> _DO THIS_
Gather every line below that contains the word "black" and copy each one in full.

> _EXCERPTED DATA_

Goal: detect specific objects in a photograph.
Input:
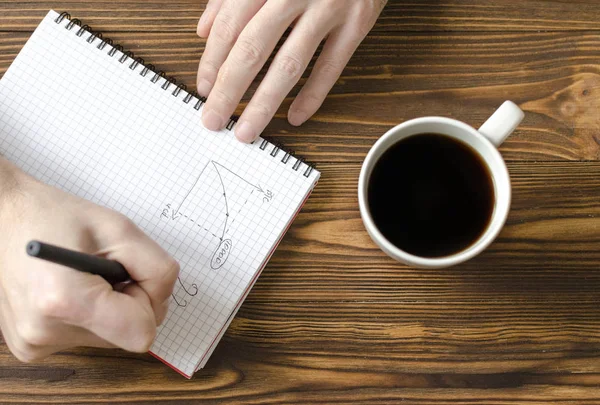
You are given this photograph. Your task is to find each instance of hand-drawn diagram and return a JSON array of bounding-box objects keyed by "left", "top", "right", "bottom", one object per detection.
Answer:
[{"left": 160, "top": 160, "right": 274, "bottom": 307}]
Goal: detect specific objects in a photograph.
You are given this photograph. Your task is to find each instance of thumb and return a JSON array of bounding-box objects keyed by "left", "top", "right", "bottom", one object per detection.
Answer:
[
  {"left": 107, "top": 218, "right": 179, "bottom": 323},
  {"left": 82, "top": 283, "right": 156, "bottom": 353}
]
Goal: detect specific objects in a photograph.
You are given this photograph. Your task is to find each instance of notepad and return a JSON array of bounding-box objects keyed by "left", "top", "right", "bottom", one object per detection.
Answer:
[{"left": 0, "top": 11, "right": 320, "bottom": 378}]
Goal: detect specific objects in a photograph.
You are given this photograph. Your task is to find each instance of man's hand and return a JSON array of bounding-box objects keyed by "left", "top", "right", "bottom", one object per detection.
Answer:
[
  {"left": 197, "top": 0, "right": 387, "bottom": 142},
  {"left": 0, "top": 157, "right": 179, "bottom": 361}
]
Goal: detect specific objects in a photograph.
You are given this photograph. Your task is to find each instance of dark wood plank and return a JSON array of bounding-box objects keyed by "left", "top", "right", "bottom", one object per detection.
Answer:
[
  {"left": 0, "top": 0, "right": 600, "bottom": 32},
  {"left": 0, "top": 32, "right": 600, "bottom": 163},
  {"left": 0, "top": 162, "right": 600, "bottom": 404},
  {"left": 248, "top": 162, "right": 600, "bottom": 302}
]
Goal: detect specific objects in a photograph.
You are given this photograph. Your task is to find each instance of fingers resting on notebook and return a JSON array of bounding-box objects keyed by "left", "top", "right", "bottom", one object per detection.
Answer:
[
  {"left": 197, "top": 0, "right": 387, "bottom": 142},
  {"left": 0, "top": 157, "right": 179, "bottom": 361}
]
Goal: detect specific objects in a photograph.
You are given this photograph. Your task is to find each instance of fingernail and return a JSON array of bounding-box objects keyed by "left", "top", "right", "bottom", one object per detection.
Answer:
[
  {"left": 202, "top": 110, "right": 224, "bottom": 131},
  {"left": 235, "top": 121, "right": 257, "bottom": 143},
  {"left": 196, "top": 78, "right": 212, "bottom": 97},
  {"left": 288, "top": 110, "right": 308, "bottom": 127}
]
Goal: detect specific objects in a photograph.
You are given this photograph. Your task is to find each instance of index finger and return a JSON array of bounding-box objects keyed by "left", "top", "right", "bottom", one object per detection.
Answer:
[
  {"left": 202, "top": 2, "right": 302, "bottom": 131},
  {"left": 96, "top": 217, "right": 179, "bottom": 320}
]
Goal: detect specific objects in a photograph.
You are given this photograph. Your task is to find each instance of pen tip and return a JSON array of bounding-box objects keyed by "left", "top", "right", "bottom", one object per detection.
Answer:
[{"left": 27, "top": 240, "right": 40, "bottom": 256}]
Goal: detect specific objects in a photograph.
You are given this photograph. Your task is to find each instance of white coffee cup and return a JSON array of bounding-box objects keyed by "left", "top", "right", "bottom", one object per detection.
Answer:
[{"left": 358, "top": 101, "right": 524, "bottom": 269}]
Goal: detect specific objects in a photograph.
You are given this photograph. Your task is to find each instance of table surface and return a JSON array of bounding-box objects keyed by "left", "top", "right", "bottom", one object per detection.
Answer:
[{"left": 0, "top": 0, "right": 600, "bottom": 404}]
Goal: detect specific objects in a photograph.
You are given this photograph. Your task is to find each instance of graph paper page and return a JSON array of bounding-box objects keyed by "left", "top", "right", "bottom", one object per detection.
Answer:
[{"left": 0, "top": 11, "right": 319, "bottom": 376}]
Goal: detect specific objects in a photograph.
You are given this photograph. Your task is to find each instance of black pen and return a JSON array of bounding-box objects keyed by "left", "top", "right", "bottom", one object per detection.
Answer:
[{"left": 26, "top": 240, "right": 130, "bottom": 284}]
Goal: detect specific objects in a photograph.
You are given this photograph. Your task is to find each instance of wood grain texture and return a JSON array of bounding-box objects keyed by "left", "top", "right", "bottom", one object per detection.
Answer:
[
  {"left": 0, "top": 162, "right": 600, "bottom": 404},
  {"left": 0, "top": 29, "right": 600, "bottom": 163},
  {"left": 0, "top": 0, "right": 600, "bottom": 405},
  {"left": 0, "top": 0, "right": 600, "bottom": 32}
]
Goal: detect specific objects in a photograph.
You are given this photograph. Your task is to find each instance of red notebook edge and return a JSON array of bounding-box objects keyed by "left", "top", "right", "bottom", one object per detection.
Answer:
[{"left": 148, "top": 177, "right": 319, "bottom": 380}]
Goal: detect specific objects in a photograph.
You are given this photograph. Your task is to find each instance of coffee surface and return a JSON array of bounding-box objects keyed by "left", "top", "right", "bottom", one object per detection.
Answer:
[{"left": 368, "top": 133, "right": 494, "bottom": 258}]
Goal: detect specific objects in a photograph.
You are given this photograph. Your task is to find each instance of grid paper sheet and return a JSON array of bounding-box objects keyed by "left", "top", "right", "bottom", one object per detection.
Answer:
[{"left": 0, "top": 11, "right": 319, "bottom": 377}]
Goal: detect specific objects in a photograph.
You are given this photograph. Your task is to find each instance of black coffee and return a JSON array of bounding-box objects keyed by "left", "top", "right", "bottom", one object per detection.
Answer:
[{"left": 368, "top": 134, "right": 494, "bottom": 257}]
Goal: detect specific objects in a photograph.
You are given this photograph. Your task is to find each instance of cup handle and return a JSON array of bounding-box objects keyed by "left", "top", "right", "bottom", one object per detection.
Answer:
[{"left": 479, "top": 101, "right": 525, "bottom": 147}]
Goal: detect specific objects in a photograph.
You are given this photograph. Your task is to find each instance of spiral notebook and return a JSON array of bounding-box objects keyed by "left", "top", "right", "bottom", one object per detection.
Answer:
[{"left": 0, "top": 11, "right": 320, "bottom": 378}]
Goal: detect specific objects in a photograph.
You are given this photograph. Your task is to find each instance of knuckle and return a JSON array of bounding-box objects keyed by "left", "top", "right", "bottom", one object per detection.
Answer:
[
  {"left": 318, "top": 57, "right": 343, "bottom": 77},
  {"left": 16, "top": 320, "right": 50, "bottom": 346},
  {"left": 112, "top": 215, "right": 137, "bottom": 235},
  {"left": 236, "top": 38, "right": 264, "bottom": 66},
  {"left": 276, "top": 55, "right": 304, "bottom": 80},
  {"left": 214, "top": 15, "right": 241, "bottom": 47},
  {"left": 35, "top": 289, "right": 71, "bottom": 318},
  {"left": 252, "top": 102, "right": 275, "bottom": 122},
  {"left": 209, "top": 82, "right": 237, "bottom": 108}
]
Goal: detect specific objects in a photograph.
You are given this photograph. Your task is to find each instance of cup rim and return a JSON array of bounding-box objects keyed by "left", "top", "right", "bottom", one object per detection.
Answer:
[{"left": 358, "top": 116, "right": 512, "bottom": 268}]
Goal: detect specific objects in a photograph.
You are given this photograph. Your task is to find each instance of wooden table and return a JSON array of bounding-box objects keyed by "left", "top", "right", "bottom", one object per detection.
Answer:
[{"left": 0, "top": 0, "right": 600, "bottom": 404}]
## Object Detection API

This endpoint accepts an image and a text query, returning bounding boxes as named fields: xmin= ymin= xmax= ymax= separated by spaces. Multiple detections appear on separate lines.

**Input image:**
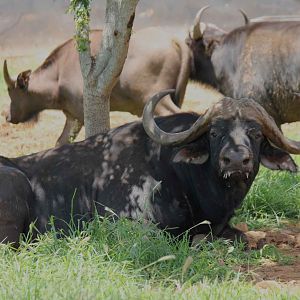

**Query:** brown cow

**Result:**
xmin=3 ymin=9 xmax=224 ymax=145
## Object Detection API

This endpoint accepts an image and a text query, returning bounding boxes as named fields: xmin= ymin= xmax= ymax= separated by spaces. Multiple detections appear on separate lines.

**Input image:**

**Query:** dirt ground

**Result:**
xmin=0 ymin=55 xmax=300 ymax=289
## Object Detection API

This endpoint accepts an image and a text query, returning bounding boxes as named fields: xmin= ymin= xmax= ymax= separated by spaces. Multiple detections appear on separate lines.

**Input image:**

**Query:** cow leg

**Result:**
xmin=0 ymin=167 xmax=33 ymax=247
xmin=218 ymin=224 xmax=248 ymax=244
xmin=55 ymin=113 xmax=83 ymax=147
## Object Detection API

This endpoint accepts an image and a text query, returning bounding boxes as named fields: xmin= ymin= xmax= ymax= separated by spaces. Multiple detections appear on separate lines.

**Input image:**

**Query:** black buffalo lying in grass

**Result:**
xmin=0 ymin=91 xmax=300 ymax=243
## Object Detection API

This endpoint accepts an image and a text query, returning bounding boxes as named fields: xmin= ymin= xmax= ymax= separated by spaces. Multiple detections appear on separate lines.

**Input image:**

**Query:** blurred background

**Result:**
xmin=0 ymin=0 xmax=300 ymax=157
xmin=0 ymin=0 xmax=300 ymax=56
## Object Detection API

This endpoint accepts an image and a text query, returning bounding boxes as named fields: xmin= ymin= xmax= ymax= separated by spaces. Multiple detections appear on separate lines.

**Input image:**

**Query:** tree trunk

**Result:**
xmin=79 ymin=0 xmax=138 ymax=138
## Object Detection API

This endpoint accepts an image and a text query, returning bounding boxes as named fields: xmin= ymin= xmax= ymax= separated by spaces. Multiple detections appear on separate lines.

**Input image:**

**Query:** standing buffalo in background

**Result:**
xmin=3 ymin=8 xmax=250 ymax=145
xmin=187 ymin=7 xmax=300 ymax=125
xmin=0 ymin=91 xmax=300 ymax=243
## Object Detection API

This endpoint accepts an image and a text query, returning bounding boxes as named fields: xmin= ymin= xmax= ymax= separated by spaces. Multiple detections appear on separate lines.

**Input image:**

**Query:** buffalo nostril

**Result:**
xmin=243 ymin=158 xmax=250 ymax=166
xmin=223 ymin=157 xmax=230 ymax=165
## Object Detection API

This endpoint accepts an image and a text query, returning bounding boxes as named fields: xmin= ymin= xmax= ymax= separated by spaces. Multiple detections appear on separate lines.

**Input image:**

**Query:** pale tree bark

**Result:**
xmin=73 ymin=0 xmax=138 ymax=138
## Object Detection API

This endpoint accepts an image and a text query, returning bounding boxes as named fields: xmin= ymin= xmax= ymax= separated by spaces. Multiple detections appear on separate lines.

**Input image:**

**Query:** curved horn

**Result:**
xmin=3 ymin=60 xmax=15 ymax=88
xmin=191 ymin=5 xmax=210 ymax=40
xmin=143 ymin=90 xmax=214 ymax=146
xmin=245 ymin=100 xmax=300 ymax=154
xmin=239 ymin=8 xmax=250 ymax=25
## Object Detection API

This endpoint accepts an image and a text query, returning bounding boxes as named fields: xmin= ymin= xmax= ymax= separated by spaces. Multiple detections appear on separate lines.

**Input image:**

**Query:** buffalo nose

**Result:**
xmin=220 ymin=149 xmax=251 ymax=169
xmin=5 ymin=114 xmax=11 ymax=122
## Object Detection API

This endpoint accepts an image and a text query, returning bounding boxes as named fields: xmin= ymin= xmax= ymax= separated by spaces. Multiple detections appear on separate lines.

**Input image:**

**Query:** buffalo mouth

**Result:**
xmin=221 ymin=170 xmax=252 ymax=181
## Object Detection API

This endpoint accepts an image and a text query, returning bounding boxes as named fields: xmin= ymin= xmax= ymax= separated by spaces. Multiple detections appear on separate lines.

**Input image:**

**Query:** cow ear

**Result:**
xmin=173 ymin=144 xmax=209 ymax=165
xmin=260 ymin=141 xmax=298 ymax=172
xmin=17 ymin=70 xmax=31 ymax=89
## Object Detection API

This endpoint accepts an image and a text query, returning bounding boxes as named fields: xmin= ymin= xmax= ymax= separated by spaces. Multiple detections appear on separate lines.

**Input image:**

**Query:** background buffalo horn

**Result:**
xmin=253 ymin=102 xmax=300 ymax=154
xmin=143 ymin=90 xmax=214 ymax=146
xmin=239 ymin=8 xmax=250 ymax=25
xmin=191 ymin=5 xmax=210 ymax=40
xmin=3 ymin=60 xmax=15 ymax=87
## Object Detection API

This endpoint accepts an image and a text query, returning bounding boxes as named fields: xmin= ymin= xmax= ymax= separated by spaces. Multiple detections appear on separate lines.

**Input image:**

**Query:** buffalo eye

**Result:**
xmin=248 ymin=128 xmax=262 ymax=140
xmin=210 ymin=129 xmax=218 ymax=138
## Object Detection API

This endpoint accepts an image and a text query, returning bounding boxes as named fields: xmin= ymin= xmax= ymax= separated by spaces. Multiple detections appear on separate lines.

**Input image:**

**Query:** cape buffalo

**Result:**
xmin=0 ymin=90 xmax=300 ymax=246
xmin=187 ymin=7 xmax=300 ymax=125
xmin=3 ymin=7 xmax=231 ymax=145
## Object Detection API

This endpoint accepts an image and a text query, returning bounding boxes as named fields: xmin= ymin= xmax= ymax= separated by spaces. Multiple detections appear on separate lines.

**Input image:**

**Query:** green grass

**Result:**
xmin=0 ymin=219 xmax=296 ymax=299
xmin=233 ymin=158 xmax=300 ymax=229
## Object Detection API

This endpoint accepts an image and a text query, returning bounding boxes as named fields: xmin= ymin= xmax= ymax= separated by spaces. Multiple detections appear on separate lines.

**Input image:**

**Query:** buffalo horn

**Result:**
xmin=191 ymin=5 xmax=210 ymax=40
xmin=239 ymin=8 xmax=250 ymax=25
xmin=143 ymin=90 xmax=214 ymax=146
xmin=3 ymin=60 xmax=15 ymax=88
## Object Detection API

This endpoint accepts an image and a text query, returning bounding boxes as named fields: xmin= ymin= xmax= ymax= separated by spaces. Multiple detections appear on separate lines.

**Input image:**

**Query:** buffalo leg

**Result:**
xmin=218 ymin=225 xmax=248 ymax=244
xmin=0 ymin=166 xmax=33 ymax=247
xmin=55 ymin=113 xmax=83 ymax=147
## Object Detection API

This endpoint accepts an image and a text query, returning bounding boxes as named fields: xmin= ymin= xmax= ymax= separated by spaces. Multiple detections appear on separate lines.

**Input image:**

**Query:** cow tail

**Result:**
xmin=172 ymin=40 xmax=191 ymax=107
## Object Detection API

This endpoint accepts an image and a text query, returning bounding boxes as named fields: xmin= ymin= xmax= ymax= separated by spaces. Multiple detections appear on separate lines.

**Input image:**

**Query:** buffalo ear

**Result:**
xmin=173 ymin=144 xmax=209 ymax=165
xmin=260 ymin=141 xmax=298 ymax=172
xmin=17 ymin=70 xmax=31 ymax=89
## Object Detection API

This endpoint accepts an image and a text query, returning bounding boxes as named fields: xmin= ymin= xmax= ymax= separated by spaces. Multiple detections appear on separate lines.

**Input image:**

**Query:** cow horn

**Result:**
xmin=245 ymin=101 xmax=300 ymax=154
xmin=143 ymin=90 xmax=214 ymax=146
xmin=239 ymin=8 xmax=250 ymax=25
xmin=191 ymin=5 xmax=210 ymax=40
xmin=3 ymin=60 xmax=15 ymax=88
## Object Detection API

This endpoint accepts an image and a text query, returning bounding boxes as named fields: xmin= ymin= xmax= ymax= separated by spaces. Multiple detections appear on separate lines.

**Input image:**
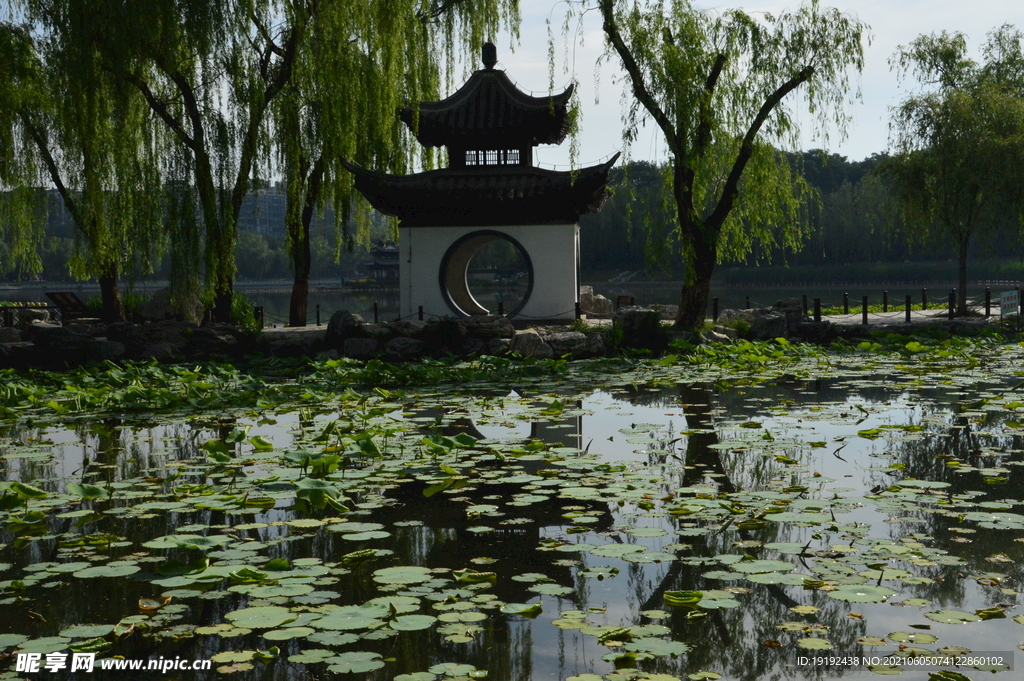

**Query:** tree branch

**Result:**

> _ANSWER TO THIS EXERCISE_
You are given this photograph. Your task is to find each instance of black pen and return a JSON array of bounding-box objects keyed by "left", "top", "right", "bottom", one object per detection.
You are given this photograph. Your task is to find each instance of black coffee and return a JSON array of bounding-box objects keyed by "left", "top", "right", "bottom", one object per detection.
**Query:** black buffalo lying in grass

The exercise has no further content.